Problem statement: Repeat the entries that follow, exactly as they are written.

Items from a data source
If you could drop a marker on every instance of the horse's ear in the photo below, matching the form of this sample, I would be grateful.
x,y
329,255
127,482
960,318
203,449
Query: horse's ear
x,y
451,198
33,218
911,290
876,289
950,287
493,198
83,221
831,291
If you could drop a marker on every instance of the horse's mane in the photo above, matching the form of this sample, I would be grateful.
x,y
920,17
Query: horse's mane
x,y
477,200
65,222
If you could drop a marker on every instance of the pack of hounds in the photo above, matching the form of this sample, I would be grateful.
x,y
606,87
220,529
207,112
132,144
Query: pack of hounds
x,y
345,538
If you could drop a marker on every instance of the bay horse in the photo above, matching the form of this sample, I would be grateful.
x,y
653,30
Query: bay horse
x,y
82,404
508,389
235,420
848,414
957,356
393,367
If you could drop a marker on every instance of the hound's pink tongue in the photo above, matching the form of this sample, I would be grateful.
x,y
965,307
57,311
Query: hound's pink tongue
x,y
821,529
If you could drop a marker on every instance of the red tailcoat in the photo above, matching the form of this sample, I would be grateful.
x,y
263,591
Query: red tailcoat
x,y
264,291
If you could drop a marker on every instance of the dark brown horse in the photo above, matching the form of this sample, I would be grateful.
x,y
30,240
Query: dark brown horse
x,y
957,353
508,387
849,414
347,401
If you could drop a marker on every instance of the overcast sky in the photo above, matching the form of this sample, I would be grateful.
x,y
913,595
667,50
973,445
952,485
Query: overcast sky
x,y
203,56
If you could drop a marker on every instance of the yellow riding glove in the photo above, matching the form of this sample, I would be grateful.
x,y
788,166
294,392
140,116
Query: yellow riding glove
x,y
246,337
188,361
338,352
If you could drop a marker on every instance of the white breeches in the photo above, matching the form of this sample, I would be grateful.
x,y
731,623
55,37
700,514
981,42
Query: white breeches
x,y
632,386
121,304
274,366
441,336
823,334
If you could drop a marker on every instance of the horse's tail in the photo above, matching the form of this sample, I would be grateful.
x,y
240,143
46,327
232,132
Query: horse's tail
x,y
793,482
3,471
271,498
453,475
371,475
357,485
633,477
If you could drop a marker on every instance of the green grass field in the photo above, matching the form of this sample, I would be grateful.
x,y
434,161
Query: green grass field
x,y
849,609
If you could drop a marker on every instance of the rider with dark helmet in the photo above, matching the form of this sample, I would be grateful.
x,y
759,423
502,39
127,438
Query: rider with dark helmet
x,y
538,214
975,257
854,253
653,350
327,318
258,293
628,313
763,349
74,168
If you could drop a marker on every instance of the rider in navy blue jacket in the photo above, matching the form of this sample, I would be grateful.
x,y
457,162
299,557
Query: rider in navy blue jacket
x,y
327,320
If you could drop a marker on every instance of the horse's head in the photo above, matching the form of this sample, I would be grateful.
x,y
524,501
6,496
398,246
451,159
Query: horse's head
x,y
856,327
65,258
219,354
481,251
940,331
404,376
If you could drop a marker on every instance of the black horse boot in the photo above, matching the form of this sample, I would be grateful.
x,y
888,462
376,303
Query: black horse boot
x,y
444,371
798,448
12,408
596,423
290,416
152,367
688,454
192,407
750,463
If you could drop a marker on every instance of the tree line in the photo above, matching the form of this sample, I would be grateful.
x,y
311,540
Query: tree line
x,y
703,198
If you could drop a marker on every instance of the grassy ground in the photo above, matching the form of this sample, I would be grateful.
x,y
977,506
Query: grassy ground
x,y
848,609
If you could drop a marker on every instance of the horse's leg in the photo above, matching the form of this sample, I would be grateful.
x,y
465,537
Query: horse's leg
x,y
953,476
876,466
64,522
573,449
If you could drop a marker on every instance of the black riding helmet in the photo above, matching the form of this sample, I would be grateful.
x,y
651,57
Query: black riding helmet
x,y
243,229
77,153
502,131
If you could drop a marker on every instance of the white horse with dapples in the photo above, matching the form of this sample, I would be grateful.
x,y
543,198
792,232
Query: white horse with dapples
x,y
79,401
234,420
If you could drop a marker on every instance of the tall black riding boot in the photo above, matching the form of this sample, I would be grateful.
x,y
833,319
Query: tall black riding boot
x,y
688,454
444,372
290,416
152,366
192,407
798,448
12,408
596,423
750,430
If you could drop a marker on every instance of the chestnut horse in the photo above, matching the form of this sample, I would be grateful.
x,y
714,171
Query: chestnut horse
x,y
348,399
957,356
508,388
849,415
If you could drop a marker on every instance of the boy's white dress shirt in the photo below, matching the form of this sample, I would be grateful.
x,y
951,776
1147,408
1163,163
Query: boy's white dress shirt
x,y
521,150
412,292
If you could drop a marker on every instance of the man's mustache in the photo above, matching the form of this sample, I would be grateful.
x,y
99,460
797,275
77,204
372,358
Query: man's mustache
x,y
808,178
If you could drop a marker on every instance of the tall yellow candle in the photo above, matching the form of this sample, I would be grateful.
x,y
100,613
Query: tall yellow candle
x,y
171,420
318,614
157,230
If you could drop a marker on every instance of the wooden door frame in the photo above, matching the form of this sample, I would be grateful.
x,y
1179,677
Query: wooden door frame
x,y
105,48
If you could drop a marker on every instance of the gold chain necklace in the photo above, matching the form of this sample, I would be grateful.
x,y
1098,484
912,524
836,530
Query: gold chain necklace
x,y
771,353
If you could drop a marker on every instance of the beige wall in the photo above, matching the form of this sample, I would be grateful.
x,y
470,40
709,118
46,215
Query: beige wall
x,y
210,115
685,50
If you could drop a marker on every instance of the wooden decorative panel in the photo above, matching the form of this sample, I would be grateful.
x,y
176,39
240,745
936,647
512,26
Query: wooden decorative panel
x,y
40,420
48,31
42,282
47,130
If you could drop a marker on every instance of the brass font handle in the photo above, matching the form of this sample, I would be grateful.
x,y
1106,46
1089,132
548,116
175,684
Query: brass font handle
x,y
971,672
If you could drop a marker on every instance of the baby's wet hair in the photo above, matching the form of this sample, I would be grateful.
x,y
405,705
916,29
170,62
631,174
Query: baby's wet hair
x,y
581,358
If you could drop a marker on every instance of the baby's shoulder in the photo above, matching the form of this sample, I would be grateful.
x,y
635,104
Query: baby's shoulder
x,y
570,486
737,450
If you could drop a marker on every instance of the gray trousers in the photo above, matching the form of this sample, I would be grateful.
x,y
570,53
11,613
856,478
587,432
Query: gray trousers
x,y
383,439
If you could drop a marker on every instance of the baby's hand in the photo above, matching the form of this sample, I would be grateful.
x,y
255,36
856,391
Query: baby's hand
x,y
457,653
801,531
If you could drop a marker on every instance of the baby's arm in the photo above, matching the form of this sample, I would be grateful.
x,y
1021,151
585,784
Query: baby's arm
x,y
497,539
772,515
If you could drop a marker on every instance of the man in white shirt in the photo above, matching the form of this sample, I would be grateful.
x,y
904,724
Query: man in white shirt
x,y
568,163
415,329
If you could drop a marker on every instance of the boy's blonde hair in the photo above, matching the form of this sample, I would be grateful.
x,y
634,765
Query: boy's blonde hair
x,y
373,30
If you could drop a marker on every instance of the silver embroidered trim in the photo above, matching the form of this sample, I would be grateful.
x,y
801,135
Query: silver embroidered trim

Final answer:
If you could drop a marker on every instance of the horse's ear in the photo below, matching the form of this sample, I would be grateful.
x,y
329,255
127,482
960,318
203,449
Query: horse's ear
x,y
451,198
33,218
911,290
876,289
950,287
493,198
83,221
831,291
If you could drop a marker on every instance of the horse's mane in the photo above, matching the form of this sample, I would be grateful.
x,y
920,17
Query: horse's mane
x,y
477,200
65,222
If you could drop a marker on every instance of the pack of hounds in the photo above, matching the form of this sample, I would be grateful.
x,y
606,87
220,529
207,112
132,144
Query: pack of hounds
x,y
345,538
If you could drop a marker on every instance of the bay horse in the photo above, matching the form of this sample, I would be grateful.
x,y
653,30
Query: bay horse
x,y
82,404
508,389
235,420
848,414
957,356
393,367
If you could drop a marker on every instance of the hound's pink tongue in the photo above, matching the form of this sample, I would be grateful.
x,y
965,307
57,311
Query: hound's pink tongue
x,y
821,529
If you could drop a marker on every instance of the red tailcoat in the photo above, matching the form of this sample, I would be grateful.
x,y
263,591
Query: red tailcoat
x,y
264,291
If you could drop a marker on every instance of the dark brown horse in the photo above, matching the form of this sample, I would be grateful.
x,y
30,240
Query: dark brown horse
x,y
957,353
508,387
849,414
347,401
If you could drop a marker on every instance of the overcast sky in the photo above, matching the form of this sample, I would be grateful.
x,y
913,595
667,50
973,445
952,485
Query: overcast sky
x,y
203,56
If you could drop a marker on every instance of the yellow riding glove in the photo above, matching the form of this sample, I would be grateful.
x,y
788,166
294,392
140,116
Query: yellow riding glove
x,y
246,337
188,361
338,352
If you could drop a marker on every instance of the white breeches in the photo above, matching the form of this sample, I would be grateful.
x,y
731,623
55,37
700,514
981,42
Query: white breeches
x,y
632,386
121,304
274,366
441,336
823,334
If you could drop a marker on every instance of the horse's tail in the photo above, matching the form of this sample, I would be grateful.
x,y
240,143
46,327
232,132
Query: horse's tail
x,y
793,482
3,471
271,498
453,475
371,475
357,485
633,477
If you could drop a marker on every instance of the green grass field in the photo above, matching the form of this sample, I would be grateful.
x,y
434,161
Query: green grass field
x,y
849,609
If you could drop a marker on every instance of the rider with dark helmet in the photo above, matching the form of this sample, I would be grateful.
x,y
759,423
502,39
127,438
Query: rider with dark helmet
x,y
538,214
975,257
854,253
653,350
327,318
258,293
628,313
763,349
74,168
If you could drop a marker on every instance of the rider in navy blue jacket in the photo above, matching the form of this sample, I would be grateful.
x,y
457,162
299,557
Query: rider in navy blue jacket
x,y
327,320
If you could drop a marker on every instance of the horse's head in the photo above, matching the form of this sample, I would be grateful.
x,y
524,501
6,496
398,246
451,159
Query: horse's head
x,y
856,327
65,258
219,354
481,251
940,331
404,376
If you could drop a marker on every instance of the black horse boot in the photo above, matching the form of this sample, I would be grateful.
x,y
888,462
376,303
Query: black horse boot
x,y
444,371
798,448
12,408
596,423
290,416
152,367
688,454
192,407
750,463
If you could drop a marker on every instance of the tree line in the photo above, matching the form of this sample, I would be grateful.
x,y
311,540
Query: tree line
x,y
703,198
If you could drop a marker on every instance of the grassy ground in the photo above, matching the form of this sample, I would be grateful.
x,y
977,506
Query: grassy ground
x,y
848,609
If you could drop a marker on every instance of the horse's leg in the photo above, matching the form of this sample, I would be grateful.
x,y
465,537
Query: horse's leg
x,y
953,476
876,466
64,522
573,449
If you could drop a marker on every instance of the black riding helmet in the photo above, matching the form of this sample, I would be grateful.
x,y
651,57
Query: black riding helmet
x,y
243,229
77,153
502,131
If you could drop a marker on every instance of the white horse with dapples in the photo above, matching the form of this sample, I would be grateful.
x,y
543,198
792,232
Query: white horse with dapples
x,y
79,401
234,420
If you could drop a marker on every instance of the tall black riding boot in the photo above, matching the form of this sample, I would be grateful.
x,y
833,319
Query: tall black riding boot
x,y
688,454
444,372
290,416
152,366
192,407
798,448
12,408
596,423
750,430
If you could drop a marker on every instance of the chestnut horse in the photo above, matching the form of this sample, I would be grateful.
x,y
714,171
Query: chestnut horse
x,y
348,399
957,356
508,388
849,415
If you could drop a marker on every instance of the boy's white dress shirt in the photo below, matching the form of this sample, I would be grateful.
x,y
951,776
1147,408
1163,163
Query: boy's white dress shirt
x,y
521,150
412,292
If you could drop a marker on every instance of the man's mustache in the photo above, matching the form of this sample, I would be grateful.
x,y
99,460
797,275
77,204
372,358
Query: man's mustache
x,y
808,178
If you could drop a marker on every instance of the tall yellow candle in the photo above, matching the form of this sample, I would be grateful.
x,y
100,613
Query: tall yellow candle
x,y
171,420
318,614
157,230
If you could drop a marker on every instance of the wooden door frame in the photo above, matching the form of this sample, I would be grateful.
x,y
1179,677
Query: wooden door frame
x,y
105,48
If you could drop a marker on every instance of the gold chain necklace in the photo above, matching the form of this sample, I would be grateful.
x,y
1098,484
912,524
836,530
Query: gold chain necklace
x,y
771,353
If you could drop a marker on every instance of the beige wall in the photo above, matching the form of this sample, I would be grateful.
x,y
470,40
709,118
46,215
Query: beige wall
x,y
210,115
685,50
If you could drop a marker on every instance of the wooden decorative panel in the photo above, matching the form of this sample, I would be grateful.
x,y
176,39
240,745
936,647
512,26
Query: wooden decorative panel
x,y
40,420
48,31
42,282
47,130
If you could drop a marker on every instance of the brass font handle in the photo above, matching the form of this sample, I would be grateful.
x,y
1106,46
1089,132
548,116
175,684
Query: brass font handle
x,y
971,672
If you could drop a marker on every instance of the baby's wet hair in the photo above, matching the form of this sample, I would be grateful.
x,y
405,705
916,29
170,62
631,174
Query: baby's wet hair
x,y
581,358
If you could drop a marker on every instance of the baby's shoulder in the photo above, matching the form of this sample, I would be grateful.
x,y
635,104
Query: baby's shoulder
x,y
570,486
737,450
If you could drop a marker on every instance of the gray trousers in the photo above, matching the form of this sample, I would be grateful.
x,y
570,53
11,613
856,478
587,432
Query: gray trousers
x,y
383,439
If you could drop a marker on every instance of the baby's hand in the photo above, matching the form of this sample, I would be grateful.
x,y
255,36
856,391
Query: baby's hand
x,y
457,653
801,531
If you could drop a marker on every instance of the baby's arm in the photo above, matching the form of this sample, I would be grateful.
x,y
1021,151
585,784
Query: baby's arm
x,y
497,539
772,515
If you could drop a marker on every instance of the man in white shirt in the photo above, matching the form of this sample, I would be grateful.
x,y
904,724
Query: man in white shirt
x,y
568,163
415,329
If you could drop a marker on every instance of the boy's blonde hair in the photo above, matching the form of this sample, I would be grateful.
x,y
634,765
Query: boy's blonde hair
x,y
373,30
If you could drop a marker on every instance of the silver embroidered trim in the photo above, matching the form of this sample, I would be grateful.
x,y
801,135
Query: silver embroidered trim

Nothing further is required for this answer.